Prove a inequality property of convex function 
Problem: Let $f: \mathbb{R}^n \to \overline{\mathbb{R}}$ be the convex function. Let $x_1,x_3
\in E$ (Euclidean space in $\mathbb{R}^n$) and $x_2 \in (x_1,x_3)$.
Prove that $$\dfrac{f(x_3) -f(x_2)}{\Vert x_3-x_2 \Vert} \ge\dfrac{f(x_2)-f(x_1)}{\Vert x_2-x_1\Vert}.$$

My attempt: Since $x_2 \in (x_1,x_3)$ then there exists $t \in (0,1)$ such that $x_2 = tx_1 + (1-t)x_3$. Thus we have
$$f(x_3) - f(x_2)  \ge f(x_3)-tf(x_1)-(1-t)f(x_3) = tf(x_3)-tf(x_1).$$
Therefore
$$\dfrac{f(x_3)-f(x_2)}{\Vert x_3-x_2\Vert} \ge \dfrac{t}{\vert t \vert}\dfrac{f(x_3)-f(x_1)}{\Vert x_3-x_1\Vert} \ge -\dfrac{f(x_3)-f(x_1)}{\Vert x_3-x_1\Vert} = \dfrac{f(x_1)-f(x_3)}{\Vert x_1-x_3\Vert}.$$
I have tried many different ways to have a result like the solution above but I failed. I wonder that the problem is right or not?

▶ _Dataset excerpt_:

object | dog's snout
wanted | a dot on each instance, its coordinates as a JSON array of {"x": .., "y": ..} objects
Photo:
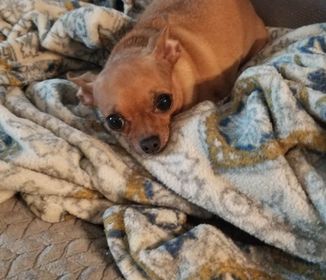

▶ _What to do_:
1/ Reproduce the part of the convex function question that begins at the words "Prove a inequality" and stops after the words "right or not?".
2/ Put this sentence from the convex function question into Spanish: "I have tried many different ways to have a result like the solution above but I failed."

▶ _Task-by-task solutions_:
1/
Prove a inequality property of convex function 
Problem: Let $f: \mathbb{R}^n \to \overline{\mathbb{R}}$ be the convex function. Let $x_1,x_3
\in E$ (Euclidean space in $\mathbb{R}^n$) and $x_2 \in (x_1,x_3)$.
Prove that $$\dfrac{f(x_3) -f(x_2)}{\Vert x_3-x_2 \Vert} \ge\dfrac{f(x_2)-f(x_1)}{\Vert x_2-x_1\Vert}.$$

My attempt: Since $x_2 \in (x_1,x_3)$ then there exists $t \in (0,1)$ such that $x_2 = tx_1 + (1-t)x_3$. Thus we have
$$f(x_3) - f(x_2)  \ge f(x_3)-tf(x_1)-(1-t)f(x_3) = tf(x_3)-tf(x_1).$$
Therefore
$$\dfrac{f(x_3)-f(x_2)}{\Vert x_3-x_2\Vert} \ge \dfrac{t}{\vert t \vert}\dfrac{f(x_3)-f(x_1)}{\Vert x_3-x_1\Vert} \ge -\dfrac{f(x_3)-f(x_1)}{\Vert x_3-x_1\Vert} = \dfrac{f(x_1)-f(x_3)}{\Vert x_1-x_3\Vert}.$$
I have tried many different ways to have a result like the solution above but I failed. I wonder that the problem is right or not?

2/ He intentado muchas maneras distintas de obtener un resultado como la solución anterior, pero fracasé.